The regiment was dispatched to the Philippines where it was assigned to the 2nd Brigade, 1st Division, VIII Corps. In what is known officially as the Philippine Insurrection and also known as the Philippine–American War, the 1st Washington participated in the Manila campaign as well as seeing additional action against the Filipino insurgents on the island of Luzon in 1899. The regiment was cited for valorous conduct at the Battle of Santa Ana. The First Washington spent a week in Japan en route back to America. It was mustered out of federal service on 1 November 1899 at San Francisco, CA.

==Mexican Punitive Expedition==
Also known as Pancho Villa Expedition
In 1916, the War Department once again mustered National Guard units into federal service to reinforce Regular Army units protecting the southern border of the United States from raids by the Mexican rebel Pancho Villa. The First Washington—now designated the 2nd Infantry Regiment, Washington National Guard—was mustered into federal service on 28 June 1916 at Camp Elmer M. Brown, WA and was dispatched to Calexico, CA for duty. Three months later the regiment returned to American Lake, WA where it was mustered out on 8 October 1916.

| What to work on |
[a] Check each statement against the regiment history above. For each, answer yes or no and quote the exact words from the text that decide it.
(i) The regiment was released from federal service in San Francisco on 1 November 1899.
(ii) On its way home from the Philippines, the regiment spent a month in Japan.
(iii) In 1916 the regiment was sent to Calexico, CA for duty.
[b] List every full calendar date (day, month and year) that appears in the regiment history above.
[c] Translate this sentence from the regiment history into Spanish: "The regiment was cited for valorous conduct at the Battle of Santa Ana."

| Dataset extract |
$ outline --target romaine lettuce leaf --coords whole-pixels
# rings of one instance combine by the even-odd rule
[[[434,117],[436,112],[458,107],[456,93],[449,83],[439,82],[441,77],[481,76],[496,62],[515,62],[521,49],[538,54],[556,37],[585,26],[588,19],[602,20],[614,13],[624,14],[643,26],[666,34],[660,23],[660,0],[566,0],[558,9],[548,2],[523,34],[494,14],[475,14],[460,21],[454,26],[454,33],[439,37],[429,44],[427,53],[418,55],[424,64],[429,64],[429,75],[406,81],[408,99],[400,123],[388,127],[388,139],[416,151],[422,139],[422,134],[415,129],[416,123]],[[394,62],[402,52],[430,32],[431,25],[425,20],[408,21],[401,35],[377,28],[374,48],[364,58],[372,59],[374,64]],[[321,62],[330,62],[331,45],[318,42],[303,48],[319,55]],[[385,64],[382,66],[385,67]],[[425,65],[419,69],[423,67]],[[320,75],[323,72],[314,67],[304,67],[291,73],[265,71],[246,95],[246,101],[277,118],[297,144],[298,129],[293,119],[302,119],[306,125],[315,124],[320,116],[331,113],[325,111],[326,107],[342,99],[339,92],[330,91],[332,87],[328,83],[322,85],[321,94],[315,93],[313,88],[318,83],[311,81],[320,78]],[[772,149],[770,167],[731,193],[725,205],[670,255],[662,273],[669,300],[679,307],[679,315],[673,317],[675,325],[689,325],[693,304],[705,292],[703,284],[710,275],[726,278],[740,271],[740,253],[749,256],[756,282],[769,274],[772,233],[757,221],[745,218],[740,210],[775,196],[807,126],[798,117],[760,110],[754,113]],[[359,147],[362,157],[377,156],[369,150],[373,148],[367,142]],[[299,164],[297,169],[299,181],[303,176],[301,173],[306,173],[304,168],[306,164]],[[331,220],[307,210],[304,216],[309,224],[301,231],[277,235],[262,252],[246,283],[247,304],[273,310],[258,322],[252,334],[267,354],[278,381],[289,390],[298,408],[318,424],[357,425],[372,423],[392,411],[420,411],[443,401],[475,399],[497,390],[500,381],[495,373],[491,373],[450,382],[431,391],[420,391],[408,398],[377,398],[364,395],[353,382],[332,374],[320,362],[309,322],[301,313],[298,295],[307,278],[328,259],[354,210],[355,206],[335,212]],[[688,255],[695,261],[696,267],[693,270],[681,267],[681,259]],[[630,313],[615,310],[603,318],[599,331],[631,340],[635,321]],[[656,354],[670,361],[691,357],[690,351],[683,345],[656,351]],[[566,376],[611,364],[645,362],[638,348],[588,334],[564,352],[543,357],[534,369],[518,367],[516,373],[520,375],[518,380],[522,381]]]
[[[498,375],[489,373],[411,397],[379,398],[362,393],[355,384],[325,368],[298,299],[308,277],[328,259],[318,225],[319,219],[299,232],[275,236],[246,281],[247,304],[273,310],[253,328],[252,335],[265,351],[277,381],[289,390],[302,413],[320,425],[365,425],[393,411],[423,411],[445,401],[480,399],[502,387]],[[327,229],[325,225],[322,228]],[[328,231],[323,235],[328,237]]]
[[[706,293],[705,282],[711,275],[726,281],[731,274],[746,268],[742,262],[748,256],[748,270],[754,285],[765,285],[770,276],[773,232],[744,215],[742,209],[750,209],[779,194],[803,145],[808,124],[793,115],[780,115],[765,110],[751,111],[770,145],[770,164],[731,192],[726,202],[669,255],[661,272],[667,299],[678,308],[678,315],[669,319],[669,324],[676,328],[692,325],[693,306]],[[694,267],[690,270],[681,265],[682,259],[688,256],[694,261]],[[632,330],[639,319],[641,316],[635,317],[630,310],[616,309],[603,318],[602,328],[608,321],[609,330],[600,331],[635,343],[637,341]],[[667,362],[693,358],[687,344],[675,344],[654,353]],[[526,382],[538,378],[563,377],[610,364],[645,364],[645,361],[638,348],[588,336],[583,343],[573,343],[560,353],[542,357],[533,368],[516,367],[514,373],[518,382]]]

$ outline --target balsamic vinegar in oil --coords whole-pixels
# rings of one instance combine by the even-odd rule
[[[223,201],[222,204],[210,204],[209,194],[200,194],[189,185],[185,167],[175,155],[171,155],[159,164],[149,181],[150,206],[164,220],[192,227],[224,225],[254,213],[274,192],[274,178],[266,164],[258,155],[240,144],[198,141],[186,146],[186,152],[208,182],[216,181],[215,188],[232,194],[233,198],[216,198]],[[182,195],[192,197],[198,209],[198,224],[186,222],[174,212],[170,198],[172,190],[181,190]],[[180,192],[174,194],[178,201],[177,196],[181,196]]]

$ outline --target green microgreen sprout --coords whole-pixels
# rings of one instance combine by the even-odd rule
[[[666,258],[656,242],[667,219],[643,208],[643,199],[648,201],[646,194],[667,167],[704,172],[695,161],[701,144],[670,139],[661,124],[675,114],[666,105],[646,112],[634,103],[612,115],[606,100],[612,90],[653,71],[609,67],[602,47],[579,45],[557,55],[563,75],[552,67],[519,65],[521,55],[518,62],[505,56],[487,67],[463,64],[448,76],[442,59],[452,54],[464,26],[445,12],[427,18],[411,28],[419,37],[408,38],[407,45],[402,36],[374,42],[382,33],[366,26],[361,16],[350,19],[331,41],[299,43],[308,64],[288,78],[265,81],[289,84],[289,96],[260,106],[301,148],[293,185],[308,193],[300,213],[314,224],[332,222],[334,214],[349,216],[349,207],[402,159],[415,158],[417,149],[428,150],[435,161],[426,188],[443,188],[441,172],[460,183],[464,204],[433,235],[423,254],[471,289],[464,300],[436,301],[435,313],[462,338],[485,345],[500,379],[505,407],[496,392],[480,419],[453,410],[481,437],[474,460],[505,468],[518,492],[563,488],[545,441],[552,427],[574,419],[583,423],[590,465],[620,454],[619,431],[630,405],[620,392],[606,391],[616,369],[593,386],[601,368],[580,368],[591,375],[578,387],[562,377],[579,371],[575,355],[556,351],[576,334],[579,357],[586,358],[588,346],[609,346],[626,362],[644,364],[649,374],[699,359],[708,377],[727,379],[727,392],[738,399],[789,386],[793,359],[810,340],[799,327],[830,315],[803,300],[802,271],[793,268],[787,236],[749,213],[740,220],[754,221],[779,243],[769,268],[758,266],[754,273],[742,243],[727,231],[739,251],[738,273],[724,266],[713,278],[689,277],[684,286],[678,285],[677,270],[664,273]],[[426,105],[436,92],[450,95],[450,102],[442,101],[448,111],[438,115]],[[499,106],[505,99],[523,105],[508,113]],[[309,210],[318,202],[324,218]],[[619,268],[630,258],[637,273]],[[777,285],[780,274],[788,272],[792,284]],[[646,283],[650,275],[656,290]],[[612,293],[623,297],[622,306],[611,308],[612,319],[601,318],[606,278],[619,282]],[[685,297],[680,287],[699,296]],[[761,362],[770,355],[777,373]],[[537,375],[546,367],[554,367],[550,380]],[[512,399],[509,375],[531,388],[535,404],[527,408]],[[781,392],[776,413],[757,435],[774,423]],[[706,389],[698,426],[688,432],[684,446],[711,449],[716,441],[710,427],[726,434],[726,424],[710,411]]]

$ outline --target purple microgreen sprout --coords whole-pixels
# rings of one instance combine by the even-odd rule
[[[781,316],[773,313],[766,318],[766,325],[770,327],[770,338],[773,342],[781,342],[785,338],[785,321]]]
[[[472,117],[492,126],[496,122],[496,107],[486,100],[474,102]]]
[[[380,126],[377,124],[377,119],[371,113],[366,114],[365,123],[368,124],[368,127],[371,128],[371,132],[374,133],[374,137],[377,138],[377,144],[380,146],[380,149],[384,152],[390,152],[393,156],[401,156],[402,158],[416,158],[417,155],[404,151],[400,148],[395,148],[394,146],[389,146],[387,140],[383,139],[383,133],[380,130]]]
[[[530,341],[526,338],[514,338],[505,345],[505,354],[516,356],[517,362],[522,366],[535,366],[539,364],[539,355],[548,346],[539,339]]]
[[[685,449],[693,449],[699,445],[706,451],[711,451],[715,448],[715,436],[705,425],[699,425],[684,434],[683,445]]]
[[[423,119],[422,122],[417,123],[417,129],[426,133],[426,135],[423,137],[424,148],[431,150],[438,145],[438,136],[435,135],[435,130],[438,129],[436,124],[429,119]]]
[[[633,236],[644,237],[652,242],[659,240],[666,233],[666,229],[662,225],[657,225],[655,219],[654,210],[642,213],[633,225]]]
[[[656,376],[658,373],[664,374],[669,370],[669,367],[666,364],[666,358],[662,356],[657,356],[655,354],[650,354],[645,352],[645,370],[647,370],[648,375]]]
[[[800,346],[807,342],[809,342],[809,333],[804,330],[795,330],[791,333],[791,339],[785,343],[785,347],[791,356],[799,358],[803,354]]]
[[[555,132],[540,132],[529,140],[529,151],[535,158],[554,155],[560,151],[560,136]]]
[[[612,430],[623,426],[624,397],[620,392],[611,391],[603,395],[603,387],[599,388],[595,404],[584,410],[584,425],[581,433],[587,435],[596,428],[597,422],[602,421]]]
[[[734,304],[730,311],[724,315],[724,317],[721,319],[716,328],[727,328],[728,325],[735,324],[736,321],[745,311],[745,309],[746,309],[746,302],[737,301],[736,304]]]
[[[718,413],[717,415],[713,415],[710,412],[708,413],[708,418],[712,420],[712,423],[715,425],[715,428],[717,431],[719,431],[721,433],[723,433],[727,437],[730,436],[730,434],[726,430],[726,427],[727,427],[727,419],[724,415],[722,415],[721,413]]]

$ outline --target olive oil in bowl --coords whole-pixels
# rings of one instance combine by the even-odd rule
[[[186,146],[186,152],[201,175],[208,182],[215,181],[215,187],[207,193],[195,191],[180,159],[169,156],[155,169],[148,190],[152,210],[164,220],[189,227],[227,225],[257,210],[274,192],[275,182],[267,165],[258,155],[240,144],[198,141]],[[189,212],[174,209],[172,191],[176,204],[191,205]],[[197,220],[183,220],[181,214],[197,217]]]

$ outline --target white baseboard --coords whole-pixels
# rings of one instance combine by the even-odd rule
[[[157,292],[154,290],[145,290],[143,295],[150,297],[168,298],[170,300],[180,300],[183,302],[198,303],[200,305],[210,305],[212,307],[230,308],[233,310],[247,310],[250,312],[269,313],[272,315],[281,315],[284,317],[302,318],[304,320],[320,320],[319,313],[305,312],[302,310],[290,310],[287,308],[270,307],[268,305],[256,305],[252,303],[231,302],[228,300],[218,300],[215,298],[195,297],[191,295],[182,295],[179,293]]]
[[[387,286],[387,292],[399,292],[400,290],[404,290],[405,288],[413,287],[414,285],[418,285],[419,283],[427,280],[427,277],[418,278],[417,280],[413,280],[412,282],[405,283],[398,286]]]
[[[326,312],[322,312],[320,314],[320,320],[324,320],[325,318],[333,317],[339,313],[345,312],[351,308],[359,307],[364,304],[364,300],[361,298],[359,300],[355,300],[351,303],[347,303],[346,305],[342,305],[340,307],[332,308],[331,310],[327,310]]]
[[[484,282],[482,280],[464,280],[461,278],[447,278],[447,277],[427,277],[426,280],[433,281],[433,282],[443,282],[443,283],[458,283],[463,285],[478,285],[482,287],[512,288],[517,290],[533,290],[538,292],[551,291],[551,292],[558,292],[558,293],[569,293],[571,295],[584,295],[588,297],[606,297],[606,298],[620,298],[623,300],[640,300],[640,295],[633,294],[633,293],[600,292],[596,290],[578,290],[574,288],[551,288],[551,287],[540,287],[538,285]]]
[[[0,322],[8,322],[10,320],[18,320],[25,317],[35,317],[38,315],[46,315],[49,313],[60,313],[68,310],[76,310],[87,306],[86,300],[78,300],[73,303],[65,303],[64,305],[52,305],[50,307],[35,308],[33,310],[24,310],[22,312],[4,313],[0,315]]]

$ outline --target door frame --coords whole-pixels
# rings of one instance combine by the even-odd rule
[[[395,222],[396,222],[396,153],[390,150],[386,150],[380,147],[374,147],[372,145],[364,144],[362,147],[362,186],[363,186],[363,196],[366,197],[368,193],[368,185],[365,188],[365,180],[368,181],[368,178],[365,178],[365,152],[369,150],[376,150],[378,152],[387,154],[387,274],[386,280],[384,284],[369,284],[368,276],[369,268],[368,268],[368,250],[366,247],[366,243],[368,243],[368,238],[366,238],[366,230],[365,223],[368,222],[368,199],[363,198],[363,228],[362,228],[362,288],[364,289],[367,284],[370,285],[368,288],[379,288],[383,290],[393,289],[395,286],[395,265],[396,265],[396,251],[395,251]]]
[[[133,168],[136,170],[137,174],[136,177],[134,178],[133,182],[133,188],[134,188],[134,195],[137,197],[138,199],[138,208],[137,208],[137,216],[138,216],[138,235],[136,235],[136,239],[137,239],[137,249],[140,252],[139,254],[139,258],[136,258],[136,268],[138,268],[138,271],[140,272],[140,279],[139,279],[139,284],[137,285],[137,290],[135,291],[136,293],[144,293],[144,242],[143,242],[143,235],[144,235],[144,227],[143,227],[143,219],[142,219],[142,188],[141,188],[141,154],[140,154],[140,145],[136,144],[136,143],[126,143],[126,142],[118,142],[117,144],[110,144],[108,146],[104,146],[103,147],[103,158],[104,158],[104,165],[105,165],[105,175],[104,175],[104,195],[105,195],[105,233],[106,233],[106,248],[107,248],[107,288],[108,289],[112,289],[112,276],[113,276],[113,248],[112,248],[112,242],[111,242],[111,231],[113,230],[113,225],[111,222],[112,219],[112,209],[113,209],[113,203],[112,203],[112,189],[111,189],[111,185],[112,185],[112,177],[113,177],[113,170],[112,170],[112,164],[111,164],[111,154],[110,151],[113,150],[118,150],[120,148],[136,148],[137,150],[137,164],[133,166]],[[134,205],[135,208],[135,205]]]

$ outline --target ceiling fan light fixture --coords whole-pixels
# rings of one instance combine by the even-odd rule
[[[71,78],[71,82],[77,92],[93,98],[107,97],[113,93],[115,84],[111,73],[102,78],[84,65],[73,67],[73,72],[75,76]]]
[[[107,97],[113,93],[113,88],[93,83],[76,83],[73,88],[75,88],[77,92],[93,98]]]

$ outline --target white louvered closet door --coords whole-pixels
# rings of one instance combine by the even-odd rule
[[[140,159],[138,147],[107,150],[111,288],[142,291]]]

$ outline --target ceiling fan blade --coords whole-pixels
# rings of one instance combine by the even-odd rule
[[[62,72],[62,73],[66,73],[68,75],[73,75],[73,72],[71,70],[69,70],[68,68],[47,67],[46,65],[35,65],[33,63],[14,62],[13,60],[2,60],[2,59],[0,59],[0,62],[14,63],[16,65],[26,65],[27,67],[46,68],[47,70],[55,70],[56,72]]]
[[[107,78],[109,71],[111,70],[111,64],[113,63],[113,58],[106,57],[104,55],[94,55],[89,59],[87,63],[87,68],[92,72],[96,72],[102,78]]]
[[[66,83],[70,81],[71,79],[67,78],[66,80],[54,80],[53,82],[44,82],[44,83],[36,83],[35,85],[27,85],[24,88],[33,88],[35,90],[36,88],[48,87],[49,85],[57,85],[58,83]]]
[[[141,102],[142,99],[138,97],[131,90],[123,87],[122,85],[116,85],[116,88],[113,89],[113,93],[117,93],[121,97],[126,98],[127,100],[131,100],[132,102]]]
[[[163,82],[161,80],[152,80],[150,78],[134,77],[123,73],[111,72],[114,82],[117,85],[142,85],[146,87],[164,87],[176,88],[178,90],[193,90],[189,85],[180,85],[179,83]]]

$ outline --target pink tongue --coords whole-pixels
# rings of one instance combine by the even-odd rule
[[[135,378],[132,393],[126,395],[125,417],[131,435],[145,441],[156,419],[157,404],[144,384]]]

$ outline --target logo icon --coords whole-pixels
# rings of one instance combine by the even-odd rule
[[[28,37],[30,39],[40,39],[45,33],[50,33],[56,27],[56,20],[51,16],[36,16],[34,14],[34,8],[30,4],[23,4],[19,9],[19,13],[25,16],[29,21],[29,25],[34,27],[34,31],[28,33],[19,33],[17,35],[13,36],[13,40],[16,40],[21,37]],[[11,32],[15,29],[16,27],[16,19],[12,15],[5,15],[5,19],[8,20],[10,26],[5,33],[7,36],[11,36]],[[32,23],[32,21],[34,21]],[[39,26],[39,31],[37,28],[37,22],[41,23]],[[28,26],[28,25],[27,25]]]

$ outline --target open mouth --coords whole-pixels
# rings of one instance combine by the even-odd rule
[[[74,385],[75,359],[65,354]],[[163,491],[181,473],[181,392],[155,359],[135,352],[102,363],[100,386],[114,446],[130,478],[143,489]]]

| Solutions for each task |
[a]
(i) Yes: "It was mustered out of federal service on 1 November 1899 at San Francisco, CA."
(ii) No: "The First Washington spent a week in Japan en route back to America."
(iii) Yes: "was dispatched to Calexico, CA for duty"

[b]
1 November 1899
28 June 1916
8 October 1916

[c] El regimiento recibió una mención por su conducta valerosa en la Batalla de Santa Ana.